**Short problem**
Return everything in the golf club text below from "The Royal Queensland Golf Club is" down to "1966, and 1973.", copied without changes.

##### Document extract #####

The Royal Queensland Golf Club is a golf club and course at the end of Curtin West Avenue, Eagle Farm, Brisbane, Queensland, Australia. Located beside the Brisbane River is a 10-minute drive from the Brisbane CBD. It has hosted the Australian Open three times: in 1947, 1966, and 1973.

History 
The Royal Queensland Golf Club was founded in 1920, initially as the Queensland Golf Club. The original course was designed by Carnegie Clark, the Australian Open Champion, and was opened by the Governor-General Lord Forster in 1921. King George V gave the club its Royal Charter in 1921; the King's official letter of notification to the Governor of Queensland was signed by Winston Churchill (then British Secretary of State). Construction of the new Championship course was completed in December 2007. In 2005, the Queensland Government decided to build a second Gateway Bridge over the Brisbane River, which impacted on the original course. The new Royal Queensland layout was designed by Mike Clayton.

##### Rows #####

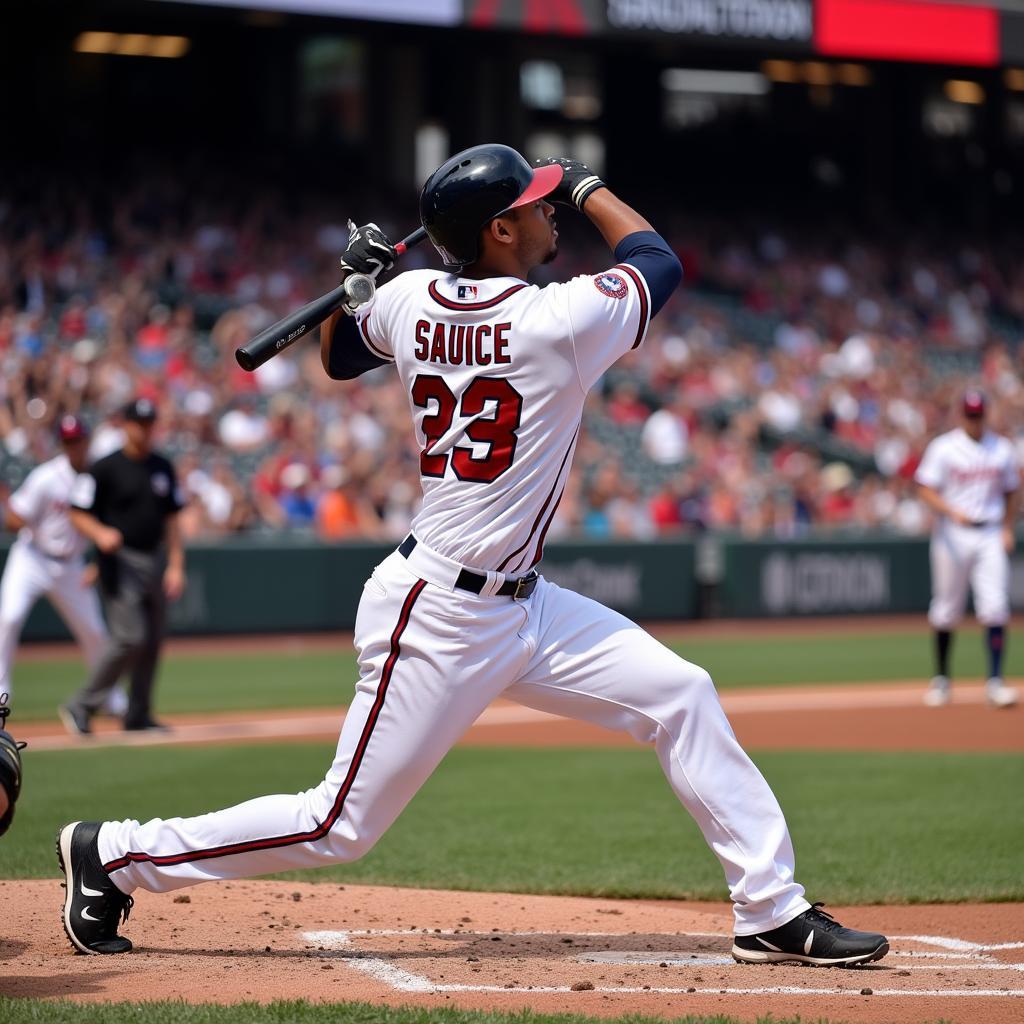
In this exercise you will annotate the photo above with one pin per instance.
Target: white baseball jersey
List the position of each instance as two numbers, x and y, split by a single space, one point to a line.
43 501
497 372
972 476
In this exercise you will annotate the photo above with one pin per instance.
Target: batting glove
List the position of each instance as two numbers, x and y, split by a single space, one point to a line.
369 251
578 184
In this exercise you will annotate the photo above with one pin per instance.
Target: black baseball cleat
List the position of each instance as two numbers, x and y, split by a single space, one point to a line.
76 720
93 905
813 937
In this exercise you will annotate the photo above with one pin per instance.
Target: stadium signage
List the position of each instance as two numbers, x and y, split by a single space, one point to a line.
819 582
785 20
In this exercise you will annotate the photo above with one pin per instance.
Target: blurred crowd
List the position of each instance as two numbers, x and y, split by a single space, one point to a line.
791 385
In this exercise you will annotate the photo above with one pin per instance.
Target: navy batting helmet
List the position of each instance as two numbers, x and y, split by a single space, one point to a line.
471 188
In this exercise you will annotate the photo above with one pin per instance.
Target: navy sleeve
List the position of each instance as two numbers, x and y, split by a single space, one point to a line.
348 355
650 254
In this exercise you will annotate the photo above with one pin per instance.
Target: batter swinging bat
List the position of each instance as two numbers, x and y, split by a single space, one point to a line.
356 290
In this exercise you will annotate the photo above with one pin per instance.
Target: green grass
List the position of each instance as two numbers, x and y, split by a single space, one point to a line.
224 682
65 1012
867 827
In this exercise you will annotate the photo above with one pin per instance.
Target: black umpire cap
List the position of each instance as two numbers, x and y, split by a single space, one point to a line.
140 411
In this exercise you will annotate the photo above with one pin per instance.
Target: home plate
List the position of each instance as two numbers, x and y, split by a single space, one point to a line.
672 958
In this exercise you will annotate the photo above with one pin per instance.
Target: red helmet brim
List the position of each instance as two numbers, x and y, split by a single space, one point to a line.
546 180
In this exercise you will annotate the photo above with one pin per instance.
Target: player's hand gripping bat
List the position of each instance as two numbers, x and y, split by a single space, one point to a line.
355 290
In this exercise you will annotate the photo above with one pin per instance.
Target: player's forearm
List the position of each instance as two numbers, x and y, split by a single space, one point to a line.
327 336
612 217
1013 499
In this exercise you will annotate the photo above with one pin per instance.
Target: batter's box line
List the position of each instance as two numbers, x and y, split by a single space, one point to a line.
953 948
406 981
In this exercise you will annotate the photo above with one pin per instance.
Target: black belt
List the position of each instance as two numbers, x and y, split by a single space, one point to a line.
475 582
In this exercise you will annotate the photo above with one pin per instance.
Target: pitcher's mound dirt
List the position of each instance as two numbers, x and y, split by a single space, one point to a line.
266 940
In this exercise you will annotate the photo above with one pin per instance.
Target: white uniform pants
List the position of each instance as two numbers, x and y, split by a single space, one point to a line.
28 576
431 659
965 556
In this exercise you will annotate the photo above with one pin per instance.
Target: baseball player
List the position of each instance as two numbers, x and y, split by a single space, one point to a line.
970 478
128 505
46 558
497 372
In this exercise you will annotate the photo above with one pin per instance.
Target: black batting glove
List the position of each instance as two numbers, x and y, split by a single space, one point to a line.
10 766
370 251
578 184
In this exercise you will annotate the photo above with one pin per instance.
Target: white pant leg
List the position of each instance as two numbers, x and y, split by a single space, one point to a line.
430 660
990 579
79 606
25 579
951 556
593 664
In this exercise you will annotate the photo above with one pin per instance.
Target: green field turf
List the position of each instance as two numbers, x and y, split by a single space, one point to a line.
225 682
64 1012
867 827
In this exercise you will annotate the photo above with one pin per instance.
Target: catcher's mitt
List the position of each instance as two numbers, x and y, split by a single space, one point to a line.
10 766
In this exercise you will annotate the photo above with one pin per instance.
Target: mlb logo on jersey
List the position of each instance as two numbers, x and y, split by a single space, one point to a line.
611 285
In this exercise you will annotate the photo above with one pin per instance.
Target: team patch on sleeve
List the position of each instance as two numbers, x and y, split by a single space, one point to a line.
611 285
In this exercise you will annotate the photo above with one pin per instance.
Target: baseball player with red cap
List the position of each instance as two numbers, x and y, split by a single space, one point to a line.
47 557
970 478
497 373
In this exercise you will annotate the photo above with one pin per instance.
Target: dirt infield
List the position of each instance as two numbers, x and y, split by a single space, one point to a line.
265 940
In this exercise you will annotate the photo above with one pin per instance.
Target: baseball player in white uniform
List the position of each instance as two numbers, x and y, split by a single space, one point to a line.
970 479
497 372
46 559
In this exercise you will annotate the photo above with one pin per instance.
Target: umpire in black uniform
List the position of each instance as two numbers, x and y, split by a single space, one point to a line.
127 504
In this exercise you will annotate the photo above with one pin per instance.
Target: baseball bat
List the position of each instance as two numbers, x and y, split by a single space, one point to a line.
357 288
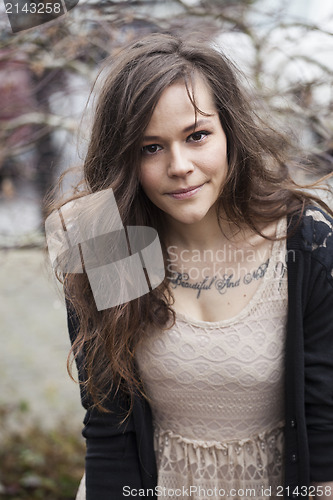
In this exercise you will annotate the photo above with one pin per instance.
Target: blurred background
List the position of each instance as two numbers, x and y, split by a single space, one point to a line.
284 48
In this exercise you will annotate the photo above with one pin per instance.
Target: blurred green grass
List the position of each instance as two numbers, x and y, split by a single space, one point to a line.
37 463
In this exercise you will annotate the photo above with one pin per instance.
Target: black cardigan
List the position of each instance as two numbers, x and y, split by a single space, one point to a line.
121 455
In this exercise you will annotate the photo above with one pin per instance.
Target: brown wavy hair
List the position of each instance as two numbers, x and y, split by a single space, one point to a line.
257 190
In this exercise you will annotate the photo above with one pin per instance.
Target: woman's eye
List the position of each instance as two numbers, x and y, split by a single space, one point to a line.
150 149
198 136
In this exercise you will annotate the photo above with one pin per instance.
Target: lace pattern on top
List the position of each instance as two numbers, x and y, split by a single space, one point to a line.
216 392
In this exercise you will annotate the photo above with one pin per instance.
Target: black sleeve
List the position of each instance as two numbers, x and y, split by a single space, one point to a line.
112 461
318 339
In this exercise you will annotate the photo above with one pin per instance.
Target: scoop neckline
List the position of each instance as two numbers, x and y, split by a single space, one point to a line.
249 306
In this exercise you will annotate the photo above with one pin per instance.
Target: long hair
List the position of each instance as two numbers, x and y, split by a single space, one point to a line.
257 188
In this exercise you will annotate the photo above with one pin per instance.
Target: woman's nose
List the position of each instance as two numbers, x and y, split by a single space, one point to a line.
179 162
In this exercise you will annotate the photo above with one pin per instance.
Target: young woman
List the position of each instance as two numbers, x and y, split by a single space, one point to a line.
219 382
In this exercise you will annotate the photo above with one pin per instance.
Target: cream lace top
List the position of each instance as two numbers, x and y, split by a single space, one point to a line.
216 393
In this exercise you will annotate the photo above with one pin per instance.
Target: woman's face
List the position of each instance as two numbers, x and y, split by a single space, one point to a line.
182 167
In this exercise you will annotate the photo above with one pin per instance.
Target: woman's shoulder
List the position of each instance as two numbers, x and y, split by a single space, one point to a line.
314 234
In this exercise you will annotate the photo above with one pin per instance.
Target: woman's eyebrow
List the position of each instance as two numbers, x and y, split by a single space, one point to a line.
189 128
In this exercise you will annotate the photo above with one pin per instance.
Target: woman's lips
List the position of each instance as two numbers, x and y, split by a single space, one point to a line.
182 195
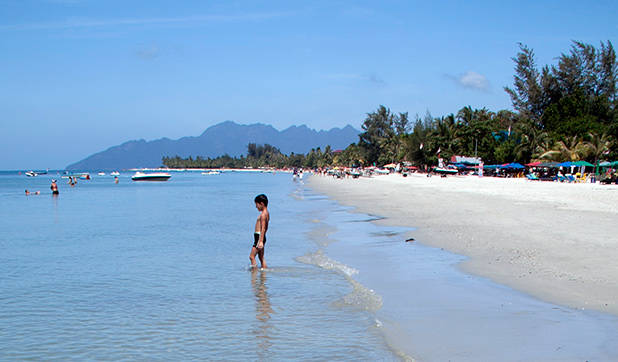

#####

**Problem solution**
The Royal Queensland Golf Club is a golf club and course at the end of Curtin West Avenue, Eagle Farm, Brisbane, Queensland, Australia. Located beside the Brisbane River is a 10-minute drive from the Brisbane CBD. It has hosted the Australian Open three times: in 1947, 1966, and 1973.